AIM OF THE EXERCISE — Write out the full listing again, exactly as it stands.

--- begin SUPPLIED ENTRIES ---

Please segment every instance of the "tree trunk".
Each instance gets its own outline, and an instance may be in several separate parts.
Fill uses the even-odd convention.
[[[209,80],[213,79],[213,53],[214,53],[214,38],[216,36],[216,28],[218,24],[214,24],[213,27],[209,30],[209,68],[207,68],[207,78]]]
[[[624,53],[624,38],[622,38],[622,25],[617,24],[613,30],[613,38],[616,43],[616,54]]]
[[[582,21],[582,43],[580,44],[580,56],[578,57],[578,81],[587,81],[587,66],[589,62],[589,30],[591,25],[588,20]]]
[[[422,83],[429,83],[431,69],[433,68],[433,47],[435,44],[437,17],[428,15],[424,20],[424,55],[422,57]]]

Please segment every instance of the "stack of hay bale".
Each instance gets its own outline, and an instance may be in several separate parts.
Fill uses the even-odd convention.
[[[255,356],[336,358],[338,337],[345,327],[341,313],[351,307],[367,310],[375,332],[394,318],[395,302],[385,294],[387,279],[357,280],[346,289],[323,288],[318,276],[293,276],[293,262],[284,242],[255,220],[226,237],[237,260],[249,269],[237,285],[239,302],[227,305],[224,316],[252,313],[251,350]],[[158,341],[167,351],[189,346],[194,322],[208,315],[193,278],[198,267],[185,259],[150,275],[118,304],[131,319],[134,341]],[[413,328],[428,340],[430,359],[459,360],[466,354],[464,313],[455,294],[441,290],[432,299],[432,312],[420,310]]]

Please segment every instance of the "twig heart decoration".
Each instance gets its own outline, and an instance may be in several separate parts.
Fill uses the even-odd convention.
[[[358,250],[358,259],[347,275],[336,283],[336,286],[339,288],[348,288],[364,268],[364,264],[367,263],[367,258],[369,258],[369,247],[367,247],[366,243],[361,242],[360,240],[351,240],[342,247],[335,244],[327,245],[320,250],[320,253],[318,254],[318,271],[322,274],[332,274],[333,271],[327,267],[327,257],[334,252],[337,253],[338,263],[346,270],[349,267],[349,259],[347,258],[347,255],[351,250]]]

--- end SUPPLIED ENTRIES ---

TASK RESPONSE —
Please segment every instance of the "tree trunk".
Each instance gets its own outline, and an instance may be in several separate parts.
Fill uses the even-odd convention.
[[[209,80],[213,79],[213,53],[214,53],[214,38],[216,36],[216,28],[218,24],[214,24],[213,27],[209,30],[209,68],[207,68],[207,78]]]
[[[624,53],[624,38],[622,38],[622,25],[617,24],[613,30],[613,38],[616,43],[616,54]]]
[[[582,21],[582,43],[580,44],[580,56],[578,57],[578,81],[587,81],[587,66],[589,62],[589,30],[591,25],[588,20]]]
[[[422,83],[429,83],[431,69],[433,68],[433,47],[435,44],[437,17],[428,15],[424,20],[424,55],[422,57]]]

Please segment every instance of the "stack of hay bale".
Each instance gets its own outline, and an instance may be in several separate parts.
Fill uses the even-odd convention.
[[[255,356],[336,358],[338,337],[345,327],[341,313],[351,307],[367,310],[375,332],[394,318],[395,302],[385,294],[387,279],[357,280],[346,289],[323,288],[318,276],[293,276],[293,262],[284,242],[255,220],[226,237],[237,260],[249,269],[237,285],[239,302],[227,305],[224,316],[252,313],[251,350]],[[158,341],[167,351],[189,346],[194,322],[208,315],[193,278],[198,267],[185,259],[150,275],[118,304],[131,319],[134,341]],[[413,328],[428,340],[430,359],[459,360],[466,354],[464,313],[455,294],[441,290],[432,299],[432,312],[420,310]]]

Please segment every instance of the "twig heart decoration".
Each instance gets its own outline, and an instance may be in several separate parts.
Fill uses the even-odd convention.
[[[358,250],[358,259],[347,275],[336,283],[336,286],[339,288],[348,288],[364,268],[364,264],[367,263],[367,258],[369,258],[369,247],[367,247],[366,243],[361,242],[360,240],[351,240],[342,247],[335,244],[327,245],[320,250],[320,253],[318,254],[318,271],[322,274],[332,274],[333,271],[327,267],[327,257],[334,252],[337,253],[338,263],[346,270],[349,267],[349,259],[347,258],[347,255],[351,250]]]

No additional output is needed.